| EXCERPTED TEXT |
++++
Even so, this powerful conversion is not the end of our journey but only the beginning (Prov. 4:18; 1 Pet. 1:9). This initial participation in the gospel marks our birth into the kingdom. Still, it is a tragedy when a baby is born but never matures past infancy. God’s secret wisdom and final work on the earth is to compose the corporate body of Christ as a mature man, a body just as submitted to the Father as Jesus was on earth (Eph. 3:10; 1 Cor. 2:7). This mature expression of Christ’s body will finally display God’s glory to principalities and powers, marking the conclusion of the cosmic conflict that has raged from the fall of satan until now (Eph. 3:8-12; Eph. 4:13).
++++
| ASSIGNMENT 1 |
According to the excerpted text, what does the initial participation in the gospel mark?

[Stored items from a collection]
++++
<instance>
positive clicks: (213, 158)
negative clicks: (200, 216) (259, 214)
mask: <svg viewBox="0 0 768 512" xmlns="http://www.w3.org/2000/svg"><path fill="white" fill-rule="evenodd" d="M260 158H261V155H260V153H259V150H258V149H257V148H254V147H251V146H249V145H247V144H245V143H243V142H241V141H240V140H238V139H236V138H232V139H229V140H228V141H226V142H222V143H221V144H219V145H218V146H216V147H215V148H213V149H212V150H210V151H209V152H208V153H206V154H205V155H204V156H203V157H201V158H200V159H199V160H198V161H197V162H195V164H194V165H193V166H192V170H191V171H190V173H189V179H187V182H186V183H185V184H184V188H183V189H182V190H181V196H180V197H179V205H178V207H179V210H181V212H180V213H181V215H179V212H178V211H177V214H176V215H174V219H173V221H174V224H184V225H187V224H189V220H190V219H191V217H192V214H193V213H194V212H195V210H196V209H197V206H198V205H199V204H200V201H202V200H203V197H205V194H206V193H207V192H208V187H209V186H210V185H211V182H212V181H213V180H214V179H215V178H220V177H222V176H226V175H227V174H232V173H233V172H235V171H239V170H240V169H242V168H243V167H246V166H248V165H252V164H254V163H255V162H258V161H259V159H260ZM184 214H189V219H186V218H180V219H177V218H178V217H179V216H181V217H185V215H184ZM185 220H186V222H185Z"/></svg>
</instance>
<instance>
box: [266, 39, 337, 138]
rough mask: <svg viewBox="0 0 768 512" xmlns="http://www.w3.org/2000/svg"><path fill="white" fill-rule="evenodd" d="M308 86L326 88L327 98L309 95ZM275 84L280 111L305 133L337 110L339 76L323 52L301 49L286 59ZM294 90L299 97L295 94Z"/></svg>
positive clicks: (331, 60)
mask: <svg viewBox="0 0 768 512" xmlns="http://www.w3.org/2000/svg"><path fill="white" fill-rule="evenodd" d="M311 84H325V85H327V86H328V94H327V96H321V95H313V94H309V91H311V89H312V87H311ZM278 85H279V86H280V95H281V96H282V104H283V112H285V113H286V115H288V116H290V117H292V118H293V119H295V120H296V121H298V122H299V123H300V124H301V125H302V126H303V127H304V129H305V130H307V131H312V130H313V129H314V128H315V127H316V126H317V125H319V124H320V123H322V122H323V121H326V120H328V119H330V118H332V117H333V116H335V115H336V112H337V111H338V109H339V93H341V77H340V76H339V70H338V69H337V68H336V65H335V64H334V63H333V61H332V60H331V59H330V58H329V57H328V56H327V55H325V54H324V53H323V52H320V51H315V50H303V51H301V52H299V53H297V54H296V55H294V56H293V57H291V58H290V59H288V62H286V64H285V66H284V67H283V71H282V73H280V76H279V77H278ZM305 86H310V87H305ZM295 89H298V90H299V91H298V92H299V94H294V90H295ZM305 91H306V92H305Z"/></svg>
++++
| ASSIGNMENT 2 |
Reproduce word for word the stretch of the records from the line containing "</instance>" through the line containing "positive clicks: (331, 60)".

| WRITTEN RESPONSE 1 |
It marks our birth into the kingdom.

| WRITTEN RESPONSE 2 |
</instance>
<instance>
box: [266, 39, 337, 138]
rough mask: <svg viewBox="0 0 768 512" xmlns="http://www.w3.org/2000/svg"><path fill="white" fill-rule="evenodd" d="M308 86L326 88L327 98L309 95ZM275 84L280 111L305 133L337 110L339 76L323 52L301 49L286 59ZM294 90L299 97L295 94Z"/></svg>
positive clicks: (331, 60)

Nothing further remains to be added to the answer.